→ AIM
Locate every line in the entries below that contains the word "wheel", and copy each of those lines. Treat the match as case-sensitive.

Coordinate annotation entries

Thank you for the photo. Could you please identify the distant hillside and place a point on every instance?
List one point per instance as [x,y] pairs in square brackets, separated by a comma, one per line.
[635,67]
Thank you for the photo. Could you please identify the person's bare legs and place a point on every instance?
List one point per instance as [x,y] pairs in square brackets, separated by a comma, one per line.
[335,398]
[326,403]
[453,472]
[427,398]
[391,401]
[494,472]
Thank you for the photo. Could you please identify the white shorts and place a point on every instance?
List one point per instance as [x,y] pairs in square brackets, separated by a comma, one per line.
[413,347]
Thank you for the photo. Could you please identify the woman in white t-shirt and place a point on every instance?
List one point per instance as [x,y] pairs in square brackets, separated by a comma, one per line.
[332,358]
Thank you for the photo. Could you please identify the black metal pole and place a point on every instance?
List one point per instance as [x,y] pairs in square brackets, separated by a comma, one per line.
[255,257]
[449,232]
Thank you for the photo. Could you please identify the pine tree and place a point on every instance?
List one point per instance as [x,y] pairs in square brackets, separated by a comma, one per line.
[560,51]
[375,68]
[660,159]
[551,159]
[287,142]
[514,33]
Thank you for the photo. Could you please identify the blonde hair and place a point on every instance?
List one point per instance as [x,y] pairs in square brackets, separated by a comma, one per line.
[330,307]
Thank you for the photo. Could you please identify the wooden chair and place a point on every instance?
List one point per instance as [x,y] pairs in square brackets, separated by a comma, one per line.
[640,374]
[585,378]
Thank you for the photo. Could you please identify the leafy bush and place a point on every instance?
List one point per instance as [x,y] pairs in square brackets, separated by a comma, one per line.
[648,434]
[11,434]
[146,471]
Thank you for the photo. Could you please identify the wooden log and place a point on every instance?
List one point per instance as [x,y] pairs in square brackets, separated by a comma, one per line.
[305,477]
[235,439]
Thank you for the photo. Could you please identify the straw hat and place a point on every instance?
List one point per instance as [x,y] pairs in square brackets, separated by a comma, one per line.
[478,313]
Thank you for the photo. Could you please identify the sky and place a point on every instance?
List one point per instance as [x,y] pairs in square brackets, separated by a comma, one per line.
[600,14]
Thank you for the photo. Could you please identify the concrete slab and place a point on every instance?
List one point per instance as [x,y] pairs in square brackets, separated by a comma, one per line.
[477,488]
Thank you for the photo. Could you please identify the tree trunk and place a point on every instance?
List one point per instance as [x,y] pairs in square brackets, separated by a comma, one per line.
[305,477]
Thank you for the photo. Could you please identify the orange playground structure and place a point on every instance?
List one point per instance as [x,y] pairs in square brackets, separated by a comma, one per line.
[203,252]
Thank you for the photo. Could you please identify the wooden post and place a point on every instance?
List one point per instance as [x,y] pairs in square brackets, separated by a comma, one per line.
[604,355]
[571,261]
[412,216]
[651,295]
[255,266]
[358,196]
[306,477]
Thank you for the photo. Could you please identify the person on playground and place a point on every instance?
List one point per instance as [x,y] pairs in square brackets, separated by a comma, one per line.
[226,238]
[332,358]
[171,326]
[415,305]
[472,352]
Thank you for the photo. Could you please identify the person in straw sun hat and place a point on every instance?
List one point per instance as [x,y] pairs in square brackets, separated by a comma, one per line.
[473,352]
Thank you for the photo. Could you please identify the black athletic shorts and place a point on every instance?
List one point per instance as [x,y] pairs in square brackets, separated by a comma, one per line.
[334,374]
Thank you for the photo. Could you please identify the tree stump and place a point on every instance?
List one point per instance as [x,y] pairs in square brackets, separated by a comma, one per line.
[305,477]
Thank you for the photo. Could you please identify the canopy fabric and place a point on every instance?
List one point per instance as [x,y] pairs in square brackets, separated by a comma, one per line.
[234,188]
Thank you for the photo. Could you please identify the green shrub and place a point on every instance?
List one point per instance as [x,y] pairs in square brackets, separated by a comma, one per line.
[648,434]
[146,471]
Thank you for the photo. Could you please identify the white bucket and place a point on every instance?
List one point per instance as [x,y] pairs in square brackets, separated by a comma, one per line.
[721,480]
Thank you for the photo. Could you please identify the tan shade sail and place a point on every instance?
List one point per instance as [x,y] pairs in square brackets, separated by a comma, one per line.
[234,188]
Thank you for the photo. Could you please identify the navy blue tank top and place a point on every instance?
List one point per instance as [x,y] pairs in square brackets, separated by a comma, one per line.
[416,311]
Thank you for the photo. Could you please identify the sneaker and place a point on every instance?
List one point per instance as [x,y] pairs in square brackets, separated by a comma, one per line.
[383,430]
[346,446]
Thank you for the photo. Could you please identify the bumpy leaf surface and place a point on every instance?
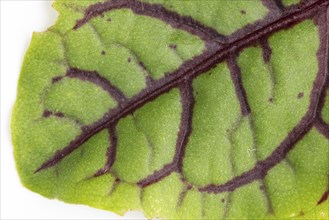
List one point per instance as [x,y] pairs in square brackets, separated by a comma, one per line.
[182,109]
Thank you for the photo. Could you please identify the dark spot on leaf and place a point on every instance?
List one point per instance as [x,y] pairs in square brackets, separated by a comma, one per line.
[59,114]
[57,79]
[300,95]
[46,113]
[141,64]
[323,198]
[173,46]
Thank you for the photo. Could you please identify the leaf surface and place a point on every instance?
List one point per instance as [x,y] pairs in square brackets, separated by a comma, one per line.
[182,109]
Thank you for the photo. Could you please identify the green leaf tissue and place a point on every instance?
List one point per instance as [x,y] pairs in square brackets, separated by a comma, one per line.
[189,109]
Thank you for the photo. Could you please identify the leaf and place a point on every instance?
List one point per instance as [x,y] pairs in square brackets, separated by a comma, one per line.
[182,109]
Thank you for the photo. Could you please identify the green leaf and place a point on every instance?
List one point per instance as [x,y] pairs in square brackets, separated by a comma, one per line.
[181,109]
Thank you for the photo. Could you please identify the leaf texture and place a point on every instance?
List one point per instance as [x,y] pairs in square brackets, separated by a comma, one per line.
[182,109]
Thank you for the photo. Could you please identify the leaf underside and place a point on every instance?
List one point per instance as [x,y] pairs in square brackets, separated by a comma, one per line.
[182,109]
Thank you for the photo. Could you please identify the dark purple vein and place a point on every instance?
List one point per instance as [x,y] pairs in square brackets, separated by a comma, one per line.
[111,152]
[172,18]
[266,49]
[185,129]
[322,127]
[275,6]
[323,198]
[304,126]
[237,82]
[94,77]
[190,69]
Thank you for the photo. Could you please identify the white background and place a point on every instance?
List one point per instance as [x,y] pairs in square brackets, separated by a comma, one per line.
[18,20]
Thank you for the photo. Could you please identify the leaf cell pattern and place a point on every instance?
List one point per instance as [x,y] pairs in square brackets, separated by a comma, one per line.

==

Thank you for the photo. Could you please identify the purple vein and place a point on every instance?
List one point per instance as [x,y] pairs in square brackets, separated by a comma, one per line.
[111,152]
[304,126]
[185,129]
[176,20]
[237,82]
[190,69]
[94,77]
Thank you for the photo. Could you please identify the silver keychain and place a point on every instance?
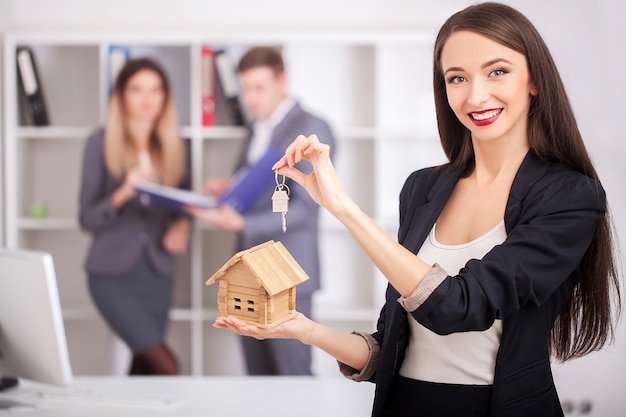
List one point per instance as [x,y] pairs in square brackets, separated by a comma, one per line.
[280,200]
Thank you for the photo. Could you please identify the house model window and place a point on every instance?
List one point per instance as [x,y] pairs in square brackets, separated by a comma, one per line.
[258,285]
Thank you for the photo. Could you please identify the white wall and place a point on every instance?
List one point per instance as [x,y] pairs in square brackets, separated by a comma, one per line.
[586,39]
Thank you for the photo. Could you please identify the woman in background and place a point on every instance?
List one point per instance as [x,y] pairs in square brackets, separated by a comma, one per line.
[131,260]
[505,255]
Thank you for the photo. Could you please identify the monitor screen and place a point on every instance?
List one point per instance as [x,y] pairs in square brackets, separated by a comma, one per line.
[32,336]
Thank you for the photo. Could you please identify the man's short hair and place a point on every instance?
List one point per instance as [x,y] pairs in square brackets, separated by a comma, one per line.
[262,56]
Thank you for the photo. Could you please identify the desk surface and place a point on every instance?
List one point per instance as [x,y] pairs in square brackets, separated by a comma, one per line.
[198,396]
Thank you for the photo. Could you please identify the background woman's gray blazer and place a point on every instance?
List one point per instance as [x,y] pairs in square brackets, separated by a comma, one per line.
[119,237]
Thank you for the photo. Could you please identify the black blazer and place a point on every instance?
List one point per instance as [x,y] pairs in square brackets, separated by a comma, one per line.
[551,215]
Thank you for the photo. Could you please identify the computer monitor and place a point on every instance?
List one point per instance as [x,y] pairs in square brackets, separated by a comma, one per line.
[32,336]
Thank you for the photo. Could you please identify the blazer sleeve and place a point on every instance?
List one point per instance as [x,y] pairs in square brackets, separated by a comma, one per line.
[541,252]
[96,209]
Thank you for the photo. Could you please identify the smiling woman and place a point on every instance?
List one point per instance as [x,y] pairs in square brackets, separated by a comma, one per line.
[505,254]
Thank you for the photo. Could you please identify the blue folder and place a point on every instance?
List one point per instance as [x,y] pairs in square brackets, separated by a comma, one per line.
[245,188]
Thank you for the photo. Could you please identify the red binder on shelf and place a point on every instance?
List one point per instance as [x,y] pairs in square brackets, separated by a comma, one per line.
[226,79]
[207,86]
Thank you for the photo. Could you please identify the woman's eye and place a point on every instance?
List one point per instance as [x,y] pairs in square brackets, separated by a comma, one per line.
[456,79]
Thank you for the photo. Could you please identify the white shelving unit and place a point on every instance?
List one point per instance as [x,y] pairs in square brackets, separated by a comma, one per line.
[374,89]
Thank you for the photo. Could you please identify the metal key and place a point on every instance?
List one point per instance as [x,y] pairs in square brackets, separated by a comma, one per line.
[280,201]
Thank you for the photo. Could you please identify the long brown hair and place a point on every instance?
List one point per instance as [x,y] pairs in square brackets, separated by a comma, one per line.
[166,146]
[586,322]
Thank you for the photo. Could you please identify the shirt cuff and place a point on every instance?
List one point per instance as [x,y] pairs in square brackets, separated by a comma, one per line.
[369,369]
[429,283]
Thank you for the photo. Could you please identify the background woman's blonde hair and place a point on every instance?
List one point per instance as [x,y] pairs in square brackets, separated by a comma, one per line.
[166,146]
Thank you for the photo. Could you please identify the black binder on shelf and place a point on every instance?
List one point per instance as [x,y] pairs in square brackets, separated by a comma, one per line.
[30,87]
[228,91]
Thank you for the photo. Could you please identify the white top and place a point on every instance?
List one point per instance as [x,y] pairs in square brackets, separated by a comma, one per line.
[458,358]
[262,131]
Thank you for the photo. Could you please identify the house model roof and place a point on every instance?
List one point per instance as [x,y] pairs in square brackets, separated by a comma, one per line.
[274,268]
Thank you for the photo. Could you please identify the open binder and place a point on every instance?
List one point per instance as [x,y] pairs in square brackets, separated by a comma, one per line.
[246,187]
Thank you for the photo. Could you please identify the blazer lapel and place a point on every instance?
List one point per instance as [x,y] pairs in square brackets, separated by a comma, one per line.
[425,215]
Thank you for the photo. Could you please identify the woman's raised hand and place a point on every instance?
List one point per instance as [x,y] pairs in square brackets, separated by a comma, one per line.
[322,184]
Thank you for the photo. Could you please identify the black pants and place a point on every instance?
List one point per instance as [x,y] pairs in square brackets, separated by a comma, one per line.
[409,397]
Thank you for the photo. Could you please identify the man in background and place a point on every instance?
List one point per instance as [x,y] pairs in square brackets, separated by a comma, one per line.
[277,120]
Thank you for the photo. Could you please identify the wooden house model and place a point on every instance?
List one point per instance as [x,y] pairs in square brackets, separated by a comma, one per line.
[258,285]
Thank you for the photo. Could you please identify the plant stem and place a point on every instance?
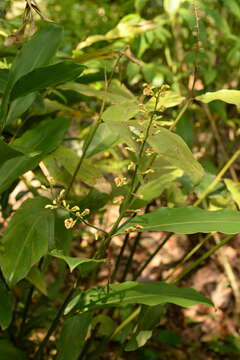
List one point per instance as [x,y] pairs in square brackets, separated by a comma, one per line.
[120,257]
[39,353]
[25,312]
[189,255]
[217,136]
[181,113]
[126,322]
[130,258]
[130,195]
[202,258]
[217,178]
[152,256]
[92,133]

---

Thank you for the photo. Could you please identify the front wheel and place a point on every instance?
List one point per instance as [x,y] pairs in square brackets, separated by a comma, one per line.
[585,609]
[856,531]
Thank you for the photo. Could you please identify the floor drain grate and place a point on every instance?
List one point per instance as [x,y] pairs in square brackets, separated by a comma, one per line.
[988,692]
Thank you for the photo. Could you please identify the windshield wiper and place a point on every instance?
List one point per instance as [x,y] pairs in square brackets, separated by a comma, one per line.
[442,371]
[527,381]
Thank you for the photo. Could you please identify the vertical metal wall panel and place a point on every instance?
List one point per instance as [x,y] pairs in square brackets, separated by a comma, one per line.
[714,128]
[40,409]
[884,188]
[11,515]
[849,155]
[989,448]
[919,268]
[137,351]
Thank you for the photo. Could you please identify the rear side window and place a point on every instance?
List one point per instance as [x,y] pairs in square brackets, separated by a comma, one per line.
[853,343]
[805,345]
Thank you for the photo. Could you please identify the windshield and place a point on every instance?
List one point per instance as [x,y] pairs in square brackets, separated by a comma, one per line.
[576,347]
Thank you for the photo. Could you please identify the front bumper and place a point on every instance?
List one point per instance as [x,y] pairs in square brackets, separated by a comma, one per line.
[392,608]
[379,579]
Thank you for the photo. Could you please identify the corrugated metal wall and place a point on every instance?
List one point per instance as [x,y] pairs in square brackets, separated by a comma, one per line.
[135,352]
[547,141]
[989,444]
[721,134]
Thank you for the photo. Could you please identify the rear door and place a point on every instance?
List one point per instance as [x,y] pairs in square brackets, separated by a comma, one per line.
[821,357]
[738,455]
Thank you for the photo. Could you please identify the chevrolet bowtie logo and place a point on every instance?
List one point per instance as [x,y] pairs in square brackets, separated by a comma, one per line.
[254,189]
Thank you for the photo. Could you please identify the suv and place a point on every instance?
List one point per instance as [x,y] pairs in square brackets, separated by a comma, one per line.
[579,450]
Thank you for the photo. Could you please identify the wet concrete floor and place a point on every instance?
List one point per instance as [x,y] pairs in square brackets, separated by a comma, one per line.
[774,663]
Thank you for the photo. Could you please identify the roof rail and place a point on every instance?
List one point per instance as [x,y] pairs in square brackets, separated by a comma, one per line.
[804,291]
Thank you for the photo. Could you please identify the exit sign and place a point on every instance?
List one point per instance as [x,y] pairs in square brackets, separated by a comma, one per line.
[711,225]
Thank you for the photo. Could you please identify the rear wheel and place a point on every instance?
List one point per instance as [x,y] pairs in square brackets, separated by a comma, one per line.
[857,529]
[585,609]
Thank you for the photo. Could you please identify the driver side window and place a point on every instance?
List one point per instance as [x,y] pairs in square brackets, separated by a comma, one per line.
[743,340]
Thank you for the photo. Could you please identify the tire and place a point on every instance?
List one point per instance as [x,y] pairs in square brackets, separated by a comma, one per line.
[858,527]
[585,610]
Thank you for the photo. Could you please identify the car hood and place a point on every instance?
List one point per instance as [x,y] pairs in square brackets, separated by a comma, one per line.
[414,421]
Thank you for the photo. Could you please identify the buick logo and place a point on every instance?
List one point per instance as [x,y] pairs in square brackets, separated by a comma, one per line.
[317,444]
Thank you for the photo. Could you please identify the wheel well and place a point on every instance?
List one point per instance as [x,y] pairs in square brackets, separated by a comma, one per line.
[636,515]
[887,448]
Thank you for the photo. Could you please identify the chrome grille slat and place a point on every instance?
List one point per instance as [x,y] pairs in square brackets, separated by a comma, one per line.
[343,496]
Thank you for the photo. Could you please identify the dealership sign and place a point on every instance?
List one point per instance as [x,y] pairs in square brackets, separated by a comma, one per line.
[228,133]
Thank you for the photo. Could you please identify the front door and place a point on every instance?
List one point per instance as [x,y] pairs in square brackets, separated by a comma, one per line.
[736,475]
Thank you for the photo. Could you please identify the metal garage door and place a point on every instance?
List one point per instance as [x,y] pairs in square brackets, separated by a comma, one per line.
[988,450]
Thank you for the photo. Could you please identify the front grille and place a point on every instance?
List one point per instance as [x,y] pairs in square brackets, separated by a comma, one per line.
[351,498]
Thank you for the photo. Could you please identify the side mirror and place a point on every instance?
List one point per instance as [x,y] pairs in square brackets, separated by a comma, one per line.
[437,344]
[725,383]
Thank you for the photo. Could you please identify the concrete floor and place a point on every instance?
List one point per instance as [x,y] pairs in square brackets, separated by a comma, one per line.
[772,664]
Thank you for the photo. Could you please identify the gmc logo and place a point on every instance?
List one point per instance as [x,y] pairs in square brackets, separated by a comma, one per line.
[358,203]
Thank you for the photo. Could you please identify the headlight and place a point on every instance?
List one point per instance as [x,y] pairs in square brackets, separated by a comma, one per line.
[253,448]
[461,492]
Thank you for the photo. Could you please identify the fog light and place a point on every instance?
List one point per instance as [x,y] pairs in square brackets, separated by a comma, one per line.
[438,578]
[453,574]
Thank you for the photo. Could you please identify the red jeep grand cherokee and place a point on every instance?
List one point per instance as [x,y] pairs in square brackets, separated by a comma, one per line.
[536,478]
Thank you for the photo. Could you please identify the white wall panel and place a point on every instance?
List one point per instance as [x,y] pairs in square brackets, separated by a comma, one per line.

→ SOLUTION
Thank you for the photo. Could you please identify the front wheel and place a point on every instance?
Thank you for the photo. Could you please identify the rear wheel and place a point on every instance?
Thank you for the photo. Could you please identify the wheel well and place a point on every instance?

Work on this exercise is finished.